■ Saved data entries
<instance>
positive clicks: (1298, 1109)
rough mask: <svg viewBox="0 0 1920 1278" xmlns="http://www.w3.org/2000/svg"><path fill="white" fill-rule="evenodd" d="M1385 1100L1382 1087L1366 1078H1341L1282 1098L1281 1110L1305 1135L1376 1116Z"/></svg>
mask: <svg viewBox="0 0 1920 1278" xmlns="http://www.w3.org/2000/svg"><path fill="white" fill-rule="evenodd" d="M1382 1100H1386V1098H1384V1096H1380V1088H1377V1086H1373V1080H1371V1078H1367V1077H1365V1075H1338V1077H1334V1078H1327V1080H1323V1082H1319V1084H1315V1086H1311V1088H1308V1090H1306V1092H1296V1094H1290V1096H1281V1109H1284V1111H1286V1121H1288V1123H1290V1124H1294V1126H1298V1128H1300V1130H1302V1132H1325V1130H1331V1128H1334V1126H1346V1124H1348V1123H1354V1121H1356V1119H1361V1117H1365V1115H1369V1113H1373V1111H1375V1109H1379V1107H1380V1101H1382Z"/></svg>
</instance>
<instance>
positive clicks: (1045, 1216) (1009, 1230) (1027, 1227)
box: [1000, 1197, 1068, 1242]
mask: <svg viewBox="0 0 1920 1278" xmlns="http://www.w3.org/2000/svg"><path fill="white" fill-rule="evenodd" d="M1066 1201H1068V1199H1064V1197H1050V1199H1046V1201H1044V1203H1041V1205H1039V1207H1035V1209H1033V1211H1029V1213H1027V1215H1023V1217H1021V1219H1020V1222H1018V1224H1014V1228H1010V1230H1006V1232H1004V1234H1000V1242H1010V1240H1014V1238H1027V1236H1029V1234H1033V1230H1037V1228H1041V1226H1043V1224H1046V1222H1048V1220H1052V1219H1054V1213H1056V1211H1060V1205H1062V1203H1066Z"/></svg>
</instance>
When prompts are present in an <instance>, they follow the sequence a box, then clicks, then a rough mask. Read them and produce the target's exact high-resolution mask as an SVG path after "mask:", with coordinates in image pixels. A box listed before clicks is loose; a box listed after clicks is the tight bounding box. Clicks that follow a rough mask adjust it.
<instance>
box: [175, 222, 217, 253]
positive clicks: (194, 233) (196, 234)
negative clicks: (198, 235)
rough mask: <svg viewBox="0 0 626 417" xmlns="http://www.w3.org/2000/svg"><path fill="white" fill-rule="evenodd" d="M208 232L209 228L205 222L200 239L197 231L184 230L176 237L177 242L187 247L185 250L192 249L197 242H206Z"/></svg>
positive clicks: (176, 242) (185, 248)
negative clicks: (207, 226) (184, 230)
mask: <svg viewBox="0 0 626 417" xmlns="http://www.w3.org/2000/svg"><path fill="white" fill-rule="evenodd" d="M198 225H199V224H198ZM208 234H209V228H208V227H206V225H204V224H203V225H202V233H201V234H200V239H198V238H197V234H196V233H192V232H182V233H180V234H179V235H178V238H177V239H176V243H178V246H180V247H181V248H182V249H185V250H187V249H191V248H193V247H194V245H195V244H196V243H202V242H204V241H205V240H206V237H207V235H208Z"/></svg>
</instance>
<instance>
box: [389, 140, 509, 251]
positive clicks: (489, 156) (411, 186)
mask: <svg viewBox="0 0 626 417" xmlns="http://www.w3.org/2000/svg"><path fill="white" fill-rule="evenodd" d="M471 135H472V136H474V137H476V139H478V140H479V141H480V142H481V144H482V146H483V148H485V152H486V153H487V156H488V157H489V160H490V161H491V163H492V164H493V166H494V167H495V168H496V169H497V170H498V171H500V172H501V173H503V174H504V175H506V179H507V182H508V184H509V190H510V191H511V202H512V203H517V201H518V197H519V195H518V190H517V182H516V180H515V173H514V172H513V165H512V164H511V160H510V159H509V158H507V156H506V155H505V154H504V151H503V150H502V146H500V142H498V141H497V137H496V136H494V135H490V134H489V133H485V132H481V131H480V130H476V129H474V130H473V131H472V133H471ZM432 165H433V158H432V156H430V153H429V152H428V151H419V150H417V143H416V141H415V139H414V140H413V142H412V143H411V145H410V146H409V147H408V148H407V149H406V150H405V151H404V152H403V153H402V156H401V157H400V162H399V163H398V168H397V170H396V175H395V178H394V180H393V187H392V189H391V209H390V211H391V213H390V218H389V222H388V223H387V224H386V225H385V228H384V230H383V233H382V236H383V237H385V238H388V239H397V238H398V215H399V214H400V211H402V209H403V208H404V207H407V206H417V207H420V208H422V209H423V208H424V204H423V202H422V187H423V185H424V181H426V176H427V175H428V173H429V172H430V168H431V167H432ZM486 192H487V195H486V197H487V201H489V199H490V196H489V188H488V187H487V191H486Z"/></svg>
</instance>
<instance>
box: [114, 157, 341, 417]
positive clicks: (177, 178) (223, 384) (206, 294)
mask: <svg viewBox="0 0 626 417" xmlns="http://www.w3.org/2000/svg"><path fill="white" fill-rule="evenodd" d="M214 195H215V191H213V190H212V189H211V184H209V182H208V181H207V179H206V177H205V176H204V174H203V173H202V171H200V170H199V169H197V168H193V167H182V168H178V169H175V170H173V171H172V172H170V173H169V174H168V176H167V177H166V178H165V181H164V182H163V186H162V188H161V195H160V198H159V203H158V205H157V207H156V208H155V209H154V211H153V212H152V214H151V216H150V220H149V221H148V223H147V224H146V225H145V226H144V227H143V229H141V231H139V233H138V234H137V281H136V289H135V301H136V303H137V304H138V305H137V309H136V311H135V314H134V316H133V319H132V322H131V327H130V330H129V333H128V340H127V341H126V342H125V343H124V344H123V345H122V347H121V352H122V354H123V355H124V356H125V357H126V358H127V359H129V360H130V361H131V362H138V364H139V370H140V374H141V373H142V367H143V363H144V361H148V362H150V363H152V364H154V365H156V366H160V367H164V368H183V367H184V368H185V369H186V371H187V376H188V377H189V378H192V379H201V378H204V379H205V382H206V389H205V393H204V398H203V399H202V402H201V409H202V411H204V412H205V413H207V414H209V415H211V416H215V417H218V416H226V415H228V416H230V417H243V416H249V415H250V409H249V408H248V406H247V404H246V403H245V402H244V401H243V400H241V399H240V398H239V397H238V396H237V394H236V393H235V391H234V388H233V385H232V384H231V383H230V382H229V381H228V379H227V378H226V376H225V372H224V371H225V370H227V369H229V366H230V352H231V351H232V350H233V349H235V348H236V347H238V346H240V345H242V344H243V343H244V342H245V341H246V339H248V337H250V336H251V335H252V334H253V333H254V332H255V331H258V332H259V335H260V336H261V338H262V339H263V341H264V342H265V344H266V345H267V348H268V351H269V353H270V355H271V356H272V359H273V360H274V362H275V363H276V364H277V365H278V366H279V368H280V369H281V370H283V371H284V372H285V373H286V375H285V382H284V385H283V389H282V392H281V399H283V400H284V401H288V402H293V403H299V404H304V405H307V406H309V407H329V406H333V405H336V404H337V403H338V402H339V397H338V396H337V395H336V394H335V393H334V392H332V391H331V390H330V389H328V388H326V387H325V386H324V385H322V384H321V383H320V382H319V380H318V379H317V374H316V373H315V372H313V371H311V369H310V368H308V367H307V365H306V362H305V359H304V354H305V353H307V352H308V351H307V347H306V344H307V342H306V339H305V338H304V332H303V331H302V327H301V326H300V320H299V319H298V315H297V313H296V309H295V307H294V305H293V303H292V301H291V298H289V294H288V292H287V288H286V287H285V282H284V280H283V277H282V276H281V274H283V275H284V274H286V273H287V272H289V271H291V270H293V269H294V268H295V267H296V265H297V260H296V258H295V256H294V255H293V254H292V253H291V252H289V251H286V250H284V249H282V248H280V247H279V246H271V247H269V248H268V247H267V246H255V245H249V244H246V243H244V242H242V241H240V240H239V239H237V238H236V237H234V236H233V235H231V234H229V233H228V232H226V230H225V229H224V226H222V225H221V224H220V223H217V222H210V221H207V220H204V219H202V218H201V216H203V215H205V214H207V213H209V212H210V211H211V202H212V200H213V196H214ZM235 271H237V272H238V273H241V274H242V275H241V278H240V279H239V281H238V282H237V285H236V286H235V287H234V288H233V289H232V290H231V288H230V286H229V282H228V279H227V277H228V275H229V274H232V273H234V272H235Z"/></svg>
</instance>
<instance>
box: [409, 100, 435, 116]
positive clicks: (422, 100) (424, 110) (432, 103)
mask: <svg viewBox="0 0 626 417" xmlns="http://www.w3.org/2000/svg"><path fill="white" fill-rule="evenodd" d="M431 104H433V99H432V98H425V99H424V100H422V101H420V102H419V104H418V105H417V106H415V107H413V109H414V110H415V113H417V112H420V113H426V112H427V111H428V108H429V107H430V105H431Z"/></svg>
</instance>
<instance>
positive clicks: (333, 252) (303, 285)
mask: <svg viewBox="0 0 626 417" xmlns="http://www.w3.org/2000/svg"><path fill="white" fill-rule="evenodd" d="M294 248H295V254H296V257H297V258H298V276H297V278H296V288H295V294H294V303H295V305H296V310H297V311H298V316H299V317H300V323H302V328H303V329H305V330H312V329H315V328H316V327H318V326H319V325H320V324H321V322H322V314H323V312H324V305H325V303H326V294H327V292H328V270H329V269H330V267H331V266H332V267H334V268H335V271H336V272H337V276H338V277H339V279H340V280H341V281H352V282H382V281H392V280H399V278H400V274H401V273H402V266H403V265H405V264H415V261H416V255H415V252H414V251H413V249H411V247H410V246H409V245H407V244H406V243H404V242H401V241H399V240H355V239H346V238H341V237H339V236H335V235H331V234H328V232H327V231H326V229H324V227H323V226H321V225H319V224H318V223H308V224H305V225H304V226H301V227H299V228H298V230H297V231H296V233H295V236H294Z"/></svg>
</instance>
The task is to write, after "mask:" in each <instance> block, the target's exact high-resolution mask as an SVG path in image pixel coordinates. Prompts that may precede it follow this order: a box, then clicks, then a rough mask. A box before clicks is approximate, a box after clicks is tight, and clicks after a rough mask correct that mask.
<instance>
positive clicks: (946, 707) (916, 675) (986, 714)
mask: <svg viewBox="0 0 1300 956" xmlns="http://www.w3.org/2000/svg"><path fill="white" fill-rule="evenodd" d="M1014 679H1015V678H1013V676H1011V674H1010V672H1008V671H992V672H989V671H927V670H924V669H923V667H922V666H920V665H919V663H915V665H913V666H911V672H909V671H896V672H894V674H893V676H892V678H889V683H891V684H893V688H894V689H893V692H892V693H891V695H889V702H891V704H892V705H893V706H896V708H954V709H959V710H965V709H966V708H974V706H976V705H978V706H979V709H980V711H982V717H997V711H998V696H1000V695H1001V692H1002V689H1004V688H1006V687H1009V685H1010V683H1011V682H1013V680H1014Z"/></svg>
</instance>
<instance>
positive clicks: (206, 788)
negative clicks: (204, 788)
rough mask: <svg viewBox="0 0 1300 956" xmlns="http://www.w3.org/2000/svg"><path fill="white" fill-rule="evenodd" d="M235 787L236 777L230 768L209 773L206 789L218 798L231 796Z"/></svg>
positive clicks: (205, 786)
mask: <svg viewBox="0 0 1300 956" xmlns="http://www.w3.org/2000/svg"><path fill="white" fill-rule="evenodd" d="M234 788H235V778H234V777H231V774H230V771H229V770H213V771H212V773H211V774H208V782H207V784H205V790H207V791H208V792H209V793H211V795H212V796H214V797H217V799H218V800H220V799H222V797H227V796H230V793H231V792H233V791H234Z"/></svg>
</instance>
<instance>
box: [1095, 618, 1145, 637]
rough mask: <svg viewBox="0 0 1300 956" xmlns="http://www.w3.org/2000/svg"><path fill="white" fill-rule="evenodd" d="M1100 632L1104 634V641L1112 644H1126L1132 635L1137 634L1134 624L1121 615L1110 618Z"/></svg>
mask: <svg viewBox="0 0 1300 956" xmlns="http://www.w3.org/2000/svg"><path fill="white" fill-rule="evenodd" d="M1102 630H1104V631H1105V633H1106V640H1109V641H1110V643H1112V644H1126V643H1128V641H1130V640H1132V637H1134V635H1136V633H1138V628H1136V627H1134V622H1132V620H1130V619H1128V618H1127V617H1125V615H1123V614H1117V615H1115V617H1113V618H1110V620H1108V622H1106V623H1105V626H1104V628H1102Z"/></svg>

■ What you have to do
In the data above, which lines lie between the line with "negative clicks: (207, 226) (184, 230)" and the line with "box: [389, 140, 509, 251]", inclusive? Print those lines exactly and nothing else.

■ Your response
negative clicks: (207, 226) (184, 230)
mask: <svg viewBox="0 0 626 417" xmlns="http://www.w3.org/2000/svg"><path fill="white" fill-rule="evenodd" d="M198 225H199V224H198ZM208 234H209V228H208V227H206V225H204V224H203V225H202V233H201V234H200V239H198V238H197V234H196V233H192V232H182V233H180V234H179V235H178V238H177V239H176V243H178V246H180V247H181V248H182V249H185V250H187V249H191V248H193V247H194V245H195V244H196V243H202V242H204V241H205V240H206V237H207V235H208Z"/></svg>
</instance>
<instance>
box: [389, 140, 509, 251]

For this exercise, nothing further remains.